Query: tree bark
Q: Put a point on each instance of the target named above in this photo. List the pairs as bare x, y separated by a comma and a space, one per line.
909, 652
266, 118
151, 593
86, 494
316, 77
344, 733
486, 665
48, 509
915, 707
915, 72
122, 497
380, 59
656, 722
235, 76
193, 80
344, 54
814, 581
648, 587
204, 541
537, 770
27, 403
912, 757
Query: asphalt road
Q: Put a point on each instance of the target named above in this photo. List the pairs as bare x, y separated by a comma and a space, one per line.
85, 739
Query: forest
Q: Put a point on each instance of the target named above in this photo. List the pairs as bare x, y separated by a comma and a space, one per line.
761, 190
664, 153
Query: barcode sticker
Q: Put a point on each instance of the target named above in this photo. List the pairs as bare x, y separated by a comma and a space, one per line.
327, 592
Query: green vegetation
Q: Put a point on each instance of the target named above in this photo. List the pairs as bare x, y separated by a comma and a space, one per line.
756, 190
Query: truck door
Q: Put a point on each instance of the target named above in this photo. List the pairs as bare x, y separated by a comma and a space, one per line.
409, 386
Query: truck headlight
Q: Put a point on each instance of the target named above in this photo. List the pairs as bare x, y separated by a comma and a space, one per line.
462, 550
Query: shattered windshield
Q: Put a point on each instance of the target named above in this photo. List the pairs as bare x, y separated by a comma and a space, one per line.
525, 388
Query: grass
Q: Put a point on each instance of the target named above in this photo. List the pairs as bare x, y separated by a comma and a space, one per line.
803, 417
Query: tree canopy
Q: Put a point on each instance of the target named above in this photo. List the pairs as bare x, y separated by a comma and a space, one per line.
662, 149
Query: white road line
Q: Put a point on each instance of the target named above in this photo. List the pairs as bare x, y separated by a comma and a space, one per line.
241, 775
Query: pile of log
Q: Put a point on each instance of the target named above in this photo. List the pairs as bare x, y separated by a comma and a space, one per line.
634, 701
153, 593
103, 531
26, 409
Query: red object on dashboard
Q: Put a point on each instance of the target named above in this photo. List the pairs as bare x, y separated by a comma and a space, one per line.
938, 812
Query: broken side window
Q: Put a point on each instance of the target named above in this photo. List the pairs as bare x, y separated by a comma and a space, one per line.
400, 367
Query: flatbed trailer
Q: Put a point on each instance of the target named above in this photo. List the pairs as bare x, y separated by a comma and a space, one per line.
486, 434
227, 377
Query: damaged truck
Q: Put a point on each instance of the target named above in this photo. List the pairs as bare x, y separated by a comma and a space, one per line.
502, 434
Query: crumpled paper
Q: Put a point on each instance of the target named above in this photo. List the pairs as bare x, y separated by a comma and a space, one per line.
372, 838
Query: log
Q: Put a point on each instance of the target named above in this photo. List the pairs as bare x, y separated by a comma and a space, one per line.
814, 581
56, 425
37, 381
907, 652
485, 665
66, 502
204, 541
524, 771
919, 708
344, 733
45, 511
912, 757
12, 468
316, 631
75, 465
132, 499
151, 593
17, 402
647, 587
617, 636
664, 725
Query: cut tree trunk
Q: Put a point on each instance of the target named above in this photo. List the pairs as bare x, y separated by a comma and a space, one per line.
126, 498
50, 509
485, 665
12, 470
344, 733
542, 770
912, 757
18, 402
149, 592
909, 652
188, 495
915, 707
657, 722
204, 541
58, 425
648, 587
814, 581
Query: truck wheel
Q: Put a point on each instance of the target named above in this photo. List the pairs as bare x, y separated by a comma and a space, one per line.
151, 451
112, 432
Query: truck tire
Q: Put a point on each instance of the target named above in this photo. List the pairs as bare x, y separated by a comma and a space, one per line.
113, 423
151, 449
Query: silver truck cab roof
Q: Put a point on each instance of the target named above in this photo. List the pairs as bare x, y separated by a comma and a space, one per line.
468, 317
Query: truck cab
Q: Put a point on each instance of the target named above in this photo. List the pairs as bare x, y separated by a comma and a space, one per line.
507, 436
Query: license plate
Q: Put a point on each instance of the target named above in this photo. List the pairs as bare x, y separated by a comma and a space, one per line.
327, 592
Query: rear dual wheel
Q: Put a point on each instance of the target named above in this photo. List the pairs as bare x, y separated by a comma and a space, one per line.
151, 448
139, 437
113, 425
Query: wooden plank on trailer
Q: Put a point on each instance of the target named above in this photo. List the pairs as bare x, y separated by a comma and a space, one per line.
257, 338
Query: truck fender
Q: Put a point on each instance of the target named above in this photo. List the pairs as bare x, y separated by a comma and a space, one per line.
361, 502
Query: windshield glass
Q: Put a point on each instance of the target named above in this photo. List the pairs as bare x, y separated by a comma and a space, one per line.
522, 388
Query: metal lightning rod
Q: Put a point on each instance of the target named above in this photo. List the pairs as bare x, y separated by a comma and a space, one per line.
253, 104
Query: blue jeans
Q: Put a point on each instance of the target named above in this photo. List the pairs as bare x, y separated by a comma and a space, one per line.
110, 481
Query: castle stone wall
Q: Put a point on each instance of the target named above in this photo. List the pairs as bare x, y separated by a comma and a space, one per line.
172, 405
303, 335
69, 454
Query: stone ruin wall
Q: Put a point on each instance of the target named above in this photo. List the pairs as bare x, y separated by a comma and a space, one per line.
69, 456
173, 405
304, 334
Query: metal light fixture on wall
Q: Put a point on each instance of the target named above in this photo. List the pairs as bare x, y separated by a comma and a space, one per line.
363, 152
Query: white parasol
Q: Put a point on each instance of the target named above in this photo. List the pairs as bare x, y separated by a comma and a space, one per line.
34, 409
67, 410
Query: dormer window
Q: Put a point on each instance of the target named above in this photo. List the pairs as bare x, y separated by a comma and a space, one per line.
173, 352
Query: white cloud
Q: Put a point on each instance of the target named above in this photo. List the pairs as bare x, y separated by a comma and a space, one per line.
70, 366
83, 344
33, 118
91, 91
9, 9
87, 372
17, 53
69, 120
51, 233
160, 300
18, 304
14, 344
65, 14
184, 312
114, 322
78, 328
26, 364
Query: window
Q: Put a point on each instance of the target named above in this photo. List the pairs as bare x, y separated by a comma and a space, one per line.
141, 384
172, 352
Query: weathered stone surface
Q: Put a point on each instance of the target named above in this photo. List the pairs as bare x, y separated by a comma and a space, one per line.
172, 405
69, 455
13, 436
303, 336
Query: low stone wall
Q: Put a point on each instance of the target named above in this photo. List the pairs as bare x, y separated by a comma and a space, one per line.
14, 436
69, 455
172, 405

________________________________________

Each line shown above must be repeated exactly.

Written solution:
Query: tree bark
Q: Put a point on each instance of the target named above in this photo. List the pairs as bare x, y separated by a comma and a space, one per line.
909, 652
266, 118
151, 593
86, 494
316, 77
344, 733
486, 665
48, 509
915, 707
915, 72
122, 497
380, 59
656, 722
235, 76
193, 80
344, 54
814, 581
648, 587
204, 541
537, 770
27, 403
912, 757
Query: asphalt road
Q: Put a point on each instance of the target named above in this photo. List the pairs as bare x, y separated by a comma and a space, one per line.
85, 739
Query: forest
Q: Put a point on each instance of the target named above in this photo. List the pairs as bare x, y separated by a comma and a space, one per line.
761, 190
664, 153
Query: barcode sticker
Q: Put a point on each instance of the target named above in this photo. List the pairs as bare x, y separated by a comma and a space, one per line.
327, 592
Query: green vegetation
Q: Put a point on each instance of the target named above in this photo. List the pairs as bare x, y separated by a comma and a space, one per line.
756, 190
Query: truck door
Q: Put a point on each instance of the target named above in this photo. List the pairs as bare x, y separated by a comma and a space, one per line.
409, 386
Query: truck headlight
Q: Put a point on each instance of the target named above in this photo. List the pairs as bare x, y separated by a comma and a space, one per line.
462, 550
Query: shattered windshield
Q: Put a point on each instance of the target named above in this photo. List the pairs as bare x, y separated by a comma and a space, one per line.
525, 388
Query: grass
Q: Put a point on each instance of the target named above in this photo. List the pairs as bare x, y separated by a comma and a space, one per line.
803, 417
Query: tree canopy
Q: Put a point on each instance of the target named above in this photo. List the pairs as bare x, y separated by a comma and a space, one per line.
662, 149
Query: white road line
Q: Put a point on each instance of the target named above in this photo. List the pairs as bare x, y separated by a comma and a space, one per line.
241, 775
Query: pile of log
Q: Put a point on each instance of the target named above in this photo. List the pairs as bare x, y separated by a comma and a space, one per line.
634, 701
153, 593
103, 531
26, 409
Query: red object on dashboard
Q: Put a point on each instance of the target named above in this photo. List the pairs as bare x, y separated by a comma and a space, one per line.
938, 812
Query: broken side window
Q: Put a point on each instance of the target named above in this photo. List the pairs as bare x, y separated by a comma and a space, one per line.
400, 367
Query: flatbed trailer
Q: Put a point on each instance of the target named above in this photo. List the pairs as bare x, y separated by a comma and a space, one per line.
486, 434
227, 377
Query: damaged truck
Q: Put a point on each instance of the target named above in this photo. List the pairs as bare x, y separated by a comma and a space, one per line.
502, 434
Query: crumpled paper
Q: Put a point on each instance of the target named above in this photo. List the pairs as bare x, y separated by a comma and a space, one per line.
372, 838
Query: log
Q: Put a point on each instance of the target named above in this photo. List the pairs as bare x, y separated by a comma and a space, one per line.
814, 581
56, 425
37, 381
907, 652
485, 665
66, 502
204, 541
524, 771
919, 708
344, 733
45, 511
912, 757
12, 468
316, 631
75, 465
132, 499
151, 593
17, 402
647, 587
617, 636
664, 725
Query: cut tree trunk
Q: Put a point on each instance of the target named above in this photo. List the pairs as bare x, y separated by a comma and a space, one per line.
126, 498
50, 509
485, 665
12, 470
344, 733
542, 770
912, 757
18, 402
149, 592
909, 652
188, 495
915, 707
657, 722
204, 541
58, 425
648, 587
814, 581
Query: truck wheel
Q: Put a point on each instance of the target named above in this photo. List the pairs as bare x, y separated by a comma and a space, one per line.
151, 451
112, 432
Query: truck tire
Q: Put a point on each instance of the target named above in this photo. List the pairs as bare x, y separated by a comma and a space, one per line.
113, 423
151, 449
Query: silver truck cab roof
Q: Put a point on each instance of the target named above in this photo. List the pairs as bare x, y separated by a comma and a space, one per line.
468, 317
Query: truck cab
Q: Put a point on each instance of the target named above in this photo. List the pairs as bare x, y separated by a comma and a space, one per line.
507, 436
Query: license plate
Q: Put a point on each instance of the target named above in this photo. List the pairs as bare x, y separated by a comma and a space, one per line.
327, 592
Query: rear dual wheel
Q: Put a point on each instance of the target named above in this photo. List the pairs as bare x, y separated by a comma and a space, one per line.
151, 448
139, 437
113, 425
Query: wooden plank on trailer
Q: Put a point on each instance of the target named above in this photo. List the pairs as bare x, y separated by a comma and a space, one per line.
257, 338
Query: truck fender
Q: Put a point on each instance of the target named above in this photo. List the pairs as bare x, y separated by a comma and a space, one per line.
361, 502
Query: windshield glass
Q: Put a point on each instance of the target named above in this photo. List the pairs as bare x, y separated by a comma and a space, one per line.
522, 388
Query: metal lightning rod
Q: Put a point on each instance of the target named above in this photo. List the pairs as bare x, y separated by a comma and a space, one per line.
253, 104
Query: blue jeans
Q: Put a point on each instance of the target named above in this photo. List the pairs as bare x, y separated by a comma and a space, one per line.
110, 481
Query: castle stone wall
Q: Put a point on each instance of the target named above in this photo. List the pairs as bare x, y separated by a comma and a space, one per line.
172, 405
303, 335
69, 454
Query: stone ruin wall
Q: Put a point on each instance of the target named above in this photo. List the pairs as bare x, y separated by a comma and a space, one per line.
69, 456
173, 405
304, 334
Query: metal light fixture on wall
Q: Put a point on each instance of the target named above in this photo. List the pairs as bare x, y separated by a comma and a space, one per line.
363, 152
Query: white parasol
Q: Put a point on each instance of the target named above in this photo. List the pairs as bare x, y separated by a comma and a space, one per line.
34, 409
67, 410
Query: dormer window
Q: Put a point on each instance of the target named above in this photo. List the pairs as bare x, y separated by a comma and a space, one per line.
173, 352
Query: white cloud
Q: Put a point on each instance of the target named above in this photo. List the pairs as bare x, y separated by a comma and a space, one per line.
70, 366
83, 344
33, 118
91, 91
9, 9
87, 372
17, 53
69, 120
51, 233
160, 300
18, 304
14, 344
65, 14
184, 312
114, 322
78, 328
26, 364
Query: window
Q: Put a point on each instance of the target named above in this photo. List the pairs as bare x, y separated by a comma and a space, one per line.
141, 384
172, 352
Query: weathered stone surface
Q: Put a point on each instance of the target named above in this photo. List the pairs as bare x, y separated by a comma and a space, one per line.
172, 405
69, 455
13, 436
303, 336
Query: low stone wall
Q: Put a point on each instance of the target named above in this photo. List the pairs as bare x, y separated by a comma and a space, one per line.
14, 436
69, 455
172, 405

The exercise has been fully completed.